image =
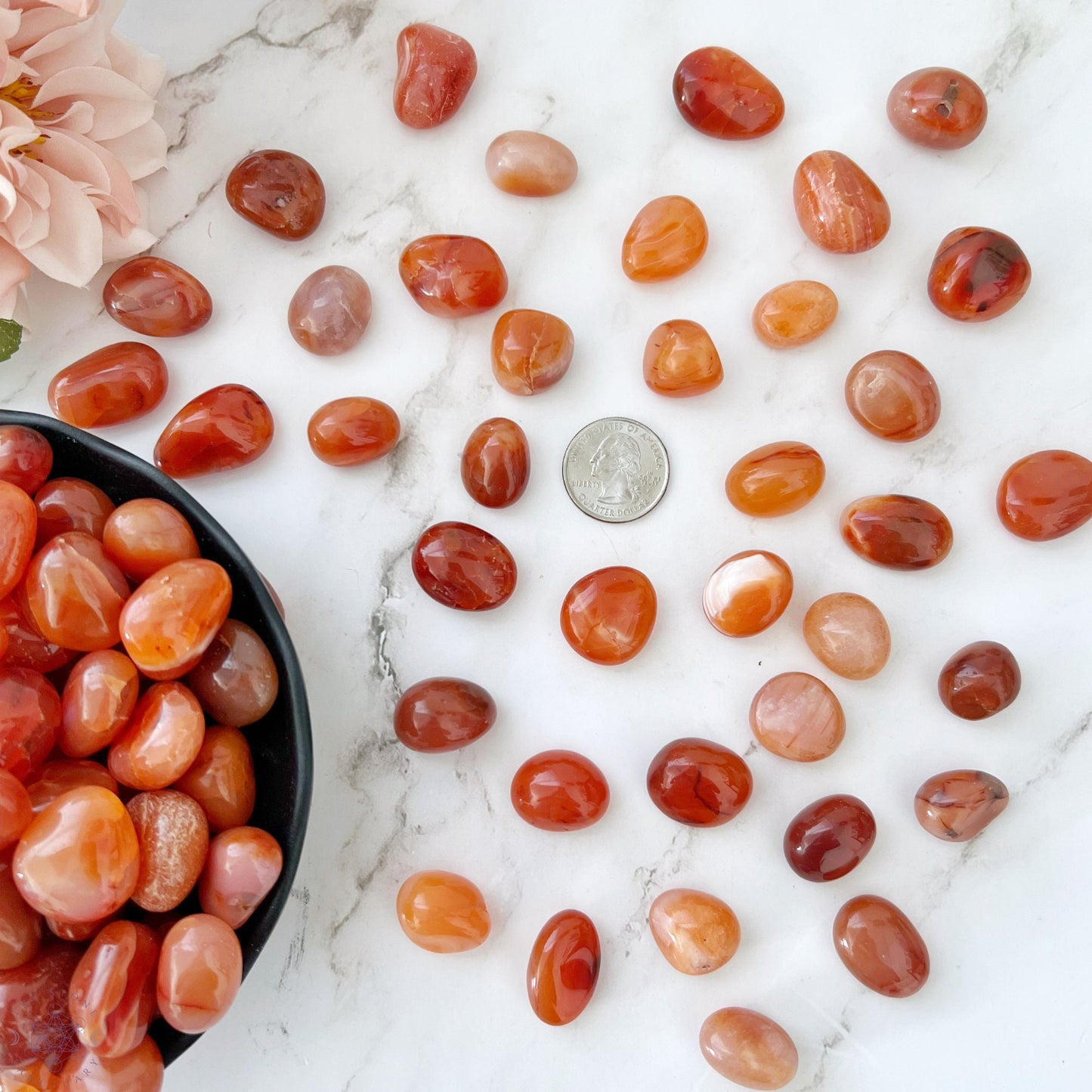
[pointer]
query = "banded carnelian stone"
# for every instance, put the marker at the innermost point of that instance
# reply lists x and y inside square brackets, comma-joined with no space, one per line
[436,70]
[1045,495]
[839,206]
[977,274]
[156,299]
[223,428]
[608,616]
[722,95]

....................

• Exercise requirements
Reproduce all of the data above line for line, leaving out the picture.

• Correct answer
image =
[pointer]
query = "banded carnelian stone"
# for every instance, put the marker at the innermost point of that instance
# reply lists x and y inside square brackets, comma-joined with no space, one per line
[436,70]
[1045,495]
[839,206]
[977,274]
[156,299]
[223,428]
[608,616]
[722,95]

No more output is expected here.